• What you will do: In all of the data below, change every "agronomist" to "farm manager" and leave the rest of each line untouched. Omit the pictures from your answer.

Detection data
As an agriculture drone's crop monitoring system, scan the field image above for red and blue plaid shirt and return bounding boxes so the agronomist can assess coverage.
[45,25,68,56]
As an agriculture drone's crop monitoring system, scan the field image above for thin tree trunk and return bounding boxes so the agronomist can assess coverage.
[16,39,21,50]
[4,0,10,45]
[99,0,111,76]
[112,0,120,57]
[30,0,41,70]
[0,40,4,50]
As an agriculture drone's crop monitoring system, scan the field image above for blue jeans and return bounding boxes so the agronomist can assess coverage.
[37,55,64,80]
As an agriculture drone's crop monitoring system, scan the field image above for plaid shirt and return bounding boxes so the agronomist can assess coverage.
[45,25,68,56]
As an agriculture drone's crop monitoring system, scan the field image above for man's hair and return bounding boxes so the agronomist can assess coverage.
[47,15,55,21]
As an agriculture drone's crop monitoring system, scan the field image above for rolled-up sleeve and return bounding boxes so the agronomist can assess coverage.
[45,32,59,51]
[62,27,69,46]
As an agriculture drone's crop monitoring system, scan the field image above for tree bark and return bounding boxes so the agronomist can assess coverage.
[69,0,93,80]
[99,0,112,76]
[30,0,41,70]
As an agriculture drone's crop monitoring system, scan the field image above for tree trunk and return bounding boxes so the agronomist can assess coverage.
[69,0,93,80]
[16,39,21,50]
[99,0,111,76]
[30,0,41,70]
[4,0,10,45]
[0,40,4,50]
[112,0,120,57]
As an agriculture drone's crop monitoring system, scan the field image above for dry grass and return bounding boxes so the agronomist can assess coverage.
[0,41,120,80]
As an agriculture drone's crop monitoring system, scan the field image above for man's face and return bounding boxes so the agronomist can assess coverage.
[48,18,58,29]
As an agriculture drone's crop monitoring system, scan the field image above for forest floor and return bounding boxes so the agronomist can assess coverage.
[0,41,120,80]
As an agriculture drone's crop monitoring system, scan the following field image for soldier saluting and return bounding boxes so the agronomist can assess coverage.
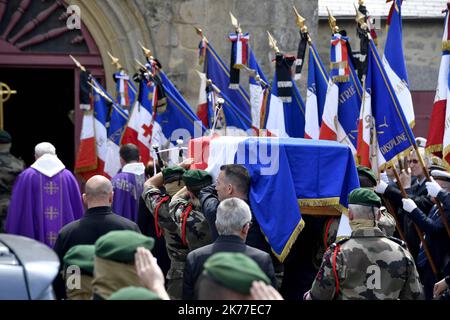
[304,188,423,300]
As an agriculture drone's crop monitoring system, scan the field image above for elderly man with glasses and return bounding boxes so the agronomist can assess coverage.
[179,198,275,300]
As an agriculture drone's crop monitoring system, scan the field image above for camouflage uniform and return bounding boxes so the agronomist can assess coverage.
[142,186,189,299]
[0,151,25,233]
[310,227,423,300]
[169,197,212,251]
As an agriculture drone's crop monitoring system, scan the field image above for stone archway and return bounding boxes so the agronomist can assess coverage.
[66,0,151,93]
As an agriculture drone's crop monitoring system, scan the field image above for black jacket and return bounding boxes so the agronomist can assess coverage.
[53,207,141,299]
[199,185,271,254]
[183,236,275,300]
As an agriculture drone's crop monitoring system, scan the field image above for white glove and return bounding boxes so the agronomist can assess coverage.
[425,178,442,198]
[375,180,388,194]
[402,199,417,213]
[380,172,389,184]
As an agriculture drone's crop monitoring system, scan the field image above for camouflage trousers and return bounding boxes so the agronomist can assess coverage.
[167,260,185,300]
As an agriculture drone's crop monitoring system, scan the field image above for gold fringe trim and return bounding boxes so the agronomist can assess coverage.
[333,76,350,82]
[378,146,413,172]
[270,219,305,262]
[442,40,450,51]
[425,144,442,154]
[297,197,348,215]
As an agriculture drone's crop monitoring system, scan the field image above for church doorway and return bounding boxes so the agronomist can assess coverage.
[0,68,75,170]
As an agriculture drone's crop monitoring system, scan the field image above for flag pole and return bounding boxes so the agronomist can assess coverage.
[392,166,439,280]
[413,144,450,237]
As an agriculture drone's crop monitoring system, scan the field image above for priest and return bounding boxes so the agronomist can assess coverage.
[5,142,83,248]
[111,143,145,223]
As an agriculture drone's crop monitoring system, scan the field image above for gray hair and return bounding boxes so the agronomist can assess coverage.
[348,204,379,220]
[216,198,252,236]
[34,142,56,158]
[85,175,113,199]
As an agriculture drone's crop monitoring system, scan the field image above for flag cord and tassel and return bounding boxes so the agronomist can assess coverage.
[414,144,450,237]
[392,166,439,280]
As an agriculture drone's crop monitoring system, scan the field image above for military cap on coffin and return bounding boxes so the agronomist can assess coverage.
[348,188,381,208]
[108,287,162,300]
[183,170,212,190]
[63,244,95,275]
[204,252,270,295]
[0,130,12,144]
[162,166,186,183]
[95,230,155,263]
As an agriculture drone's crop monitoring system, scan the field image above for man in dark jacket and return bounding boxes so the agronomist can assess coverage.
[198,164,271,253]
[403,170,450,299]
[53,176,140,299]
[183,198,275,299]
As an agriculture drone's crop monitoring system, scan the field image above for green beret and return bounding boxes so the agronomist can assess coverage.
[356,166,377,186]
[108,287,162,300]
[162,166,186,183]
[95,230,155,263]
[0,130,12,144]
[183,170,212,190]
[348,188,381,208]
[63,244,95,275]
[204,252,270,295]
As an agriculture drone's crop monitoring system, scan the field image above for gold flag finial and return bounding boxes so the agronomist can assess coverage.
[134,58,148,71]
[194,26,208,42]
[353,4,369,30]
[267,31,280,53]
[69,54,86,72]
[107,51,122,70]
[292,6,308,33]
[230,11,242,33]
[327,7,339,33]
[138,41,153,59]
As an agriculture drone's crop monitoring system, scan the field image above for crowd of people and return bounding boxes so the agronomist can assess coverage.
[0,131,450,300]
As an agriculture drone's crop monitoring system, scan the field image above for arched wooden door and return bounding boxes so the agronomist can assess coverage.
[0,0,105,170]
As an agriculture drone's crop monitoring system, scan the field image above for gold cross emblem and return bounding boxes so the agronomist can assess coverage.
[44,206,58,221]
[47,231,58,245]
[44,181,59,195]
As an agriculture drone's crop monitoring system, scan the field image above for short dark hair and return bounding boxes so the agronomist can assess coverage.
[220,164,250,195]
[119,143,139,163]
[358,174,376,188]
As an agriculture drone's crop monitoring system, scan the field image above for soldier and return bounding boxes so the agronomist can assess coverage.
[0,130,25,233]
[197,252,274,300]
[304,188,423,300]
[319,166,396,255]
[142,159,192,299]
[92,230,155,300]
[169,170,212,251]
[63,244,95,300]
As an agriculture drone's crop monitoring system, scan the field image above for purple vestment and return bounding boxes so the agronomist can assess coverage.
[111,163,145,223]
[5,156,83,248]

• Solved exercise:
As an agriculture drone's crop monitoring system, scan the field image above for red and blue plaid shirt and return bounding boxes so the farm manager can assess coverage.
[45,25,68,56]
As an agriculture drone's crop monitoring system, scan the field image above for thin tree trunk and return bounding boxes so the farm manager can assess coverage.
[16,39,21,50]
[4,0,10,45]
[99,0,111,76]
[112,0,120,57]
[30,0,41,70]
[0,40,4,50]
As an agriculture drone's crop monitoring system, scan the field image above for blue jeans and return bounding boxes so the farm manager can assess coverage.
[37,55,64,80]
As an agriculture drone's crop monitoring system, scan the field image above for plaid shirt and return bounding boxes so the farm manager can assess coverage.
[45,25,68,56]
As an agriculture drone's crop monitoring system, scan the field image above for man's hair and return bounding boxes so the farm manager can assess coverage.
[47,15,55,21]
As an agriculture drone's crop monitoring system, scan the field image above for rolled-up sleeve and return bounding boxes so the farm manager can assess coverage.
[45,32,59,51]
[62,27,69,46]
As an agriculture drone's crop monitoring system, scan the field image above for tree bark and return bounding boxes so the farm manager can assess coverage.
[69,0,93,80]
[99,0,112,76]
[30,0,41,70]
As an agriculture drone's crop monitoring system, scan the field image above for tree trunk and return bounding boxes so the farm manager can assess coverage.
[69,0,93,80]
[16,39,21,50]
[99,0,111,76]
[30,0,41,70]
[4,0,10,45]
[0,40,4,50]
[112,0,120,57]
As an agriculture drone's crop monitoring system, scan the field image above for dry grass and return bounding boxes so the farm manager can assess coverage.
[0,41,120,80]
As an agriculture drone's crop monitoring system, scan the field image above for man's face and return bounding boxes so the farm manager can assess coverage.
[48,18,58,29]
As an agriculture drone's crop monitoring system, scan the field image above for forest floor and return bounding boxes so the farm manager can assess coverage.
[0,41,120,80]
As an agriculture drone's crop monitoring system, scan the following field image for soldier saluting and return bounding boxes so the farm manager can assess coverage.
[304,188,423,300]
As an agriculture drone's crop monitoring system, scan the field image above for elderly man with glasses and return bounding boxes so the farm manager can assess coverage.
[179,198,275,300]
As an agriculture drone's crop monitoring system, scan the field image above for camouflage uniform and return bounding boxes so the farm manager can assess coverage.
[142,186,189,299]
[0,151,25,233]
[310,227,423,300]
[169,197,212,251]
As an agriculture drone's crop monitoring system, scan the field image above for stone archway and return bounding boxes so the farm manager can assess coverage.
[66,0,151,93]
As an agriculture drone's crop monitoring system, scan the field image above for black jacket and return bounding boxes so the farm manager can assess coverage.
[53,207,141,299]
[199,185,271,254]
[183,236,275,300]
As an agriculture drone's crop monitoring system, scan the field image above for white glove and return bounding boxes so the farm manager can assess coverage.
[425,178,442,198]
[375,180,388,194]
[402,199,417,213]
[380,172,389,184]
As an agriculture drone's crop monitoring system, scan the field image above for camouflage trousers and return bounding boxes so the farm manager can assess coverage.
[167,260,185,300]
As an agriculture drone's crop monitoring system, scan the field image above for gold fringe trim and return bounding boxes so the farm manager can assess coverage.
[333,76,350,82]
[378,146,413,172]
[270,219,305,262]
[442,40,450,51]
[425,144,442,154]
[297,197,348,215]
As an agriculture drone's crop monitoring system, scan the field image above for church doorway and return bounding boxes so the farm manager can assess coverage.
[0,68,75,170]
As an agriculture drone's crop monitoring system, scan the field image above for flag pole and return bounding boxes so the farm manager can assess coverage.
[392,166,439,280]
[413,144,450,237]
As an agriculture drone's crop monitoring system, scan the field image above for priest and return bounding boxes so the farm manager can assess coverage.
[5,142,83,248]
[111,143,145,223]
As an agriculture drone's crop monitoring system, scan the field image above for gray hair and return bounding boxes so the farm manager can assess coverage.
[348,204,379,220]
[216,198,252,236]
[34,142,56,158]
[85,175,113,199]
As an agriculture drone's crop monitoring system, scan the field image above for flag cord and tassel and return bounding boxes so the farm manager can assess coverage.
[414,144,450,237]
[392,166,439,280]
As an agriculture drone's crop monitoring system, scan the field image above for military cap on coffin and return bounding boxes so the farm manager can assess coverage.
[348,188,381,208]
[108,287,162,300]
[183,170,212,190]
[63,244,95,275]
[204,252,270,295]
[0,130,12,144]
[162,166,186,183]
[95,230,155,263]
As an agriculture drone's crop monitoring system, scan the field image above for man in dark jacket and return bounding boxes so the farm manager can assess coverage.
[198,164,271,253]
[403,170,450,299]
[53,176,140,299]
[183,198,275,299]
As an agriculture drone's crop monitoring system, scan the field image above for green beret and return bounding boxes so the farm manager can assess coverage.
[356,166,377,186]
[108,287,162,300]
[162,166,186,183]
[95,230,155,263]
[0,130,12,144]
[183,170,212,190]
[348,188,381,208]
[63,244,95,275]
[204,252,270,295]
As an agriculture drone's crop monitoring system, scan the field image above for gold flag finial and return bounding boxes so the farm manager can assess coverage.
[134,58,148,71]
[194,26,208,42]
[353,4,369,30]
[267,31,280,53]
[69,54,86,72]
[107,51,122,70]
[292,6,308,33]
[230,11,242,33]
[327,7,339,33]
[138,41,153,59]
As an agriculture drone's crop monitoring system, scan the field image above for crowd of people and return bounding boxes so the farm manager can assess coverage.
[0,131,450,300]
As an agriculture drone's crop monitoring system, scan the field image above for arched wooden door and return bounding boxes so the farm manager can assess coverage.
[0,0,105,170]
As an agriculture drone's crop monitoring system, scan the field image above for gold cross emblem and return bounding boxes so the farm manager can assess coverage.
[44,206,58,221]
[47,231,58,245]
[44,181,59,195]
As an agriculture drone's crop monitoring system, scan the field image above for short dark hair and return bounding boxes so the farm manager can assess coverage.
[220,164,250,195]
[119,143,139,163]
[358,174,376,188]
As an agriculture drone's crop monitoring system, scan the field image above for soldier and return bounding boxes so the farm manager can assess coverage.
[0,130,25,233]
[197,252,274,300]
[304,188,423,300]
[319,166,396,255]
[142,159,192,299]
[92,230,155,300]
[169,170,212,251]
[63,244,95,300]
As an agriculture drone's crop monitoring system, scan the field image above for purple vestment and return bounding boxes so the farm manager can assess coverage.
[111,163,145,223]
[5,156,83,248]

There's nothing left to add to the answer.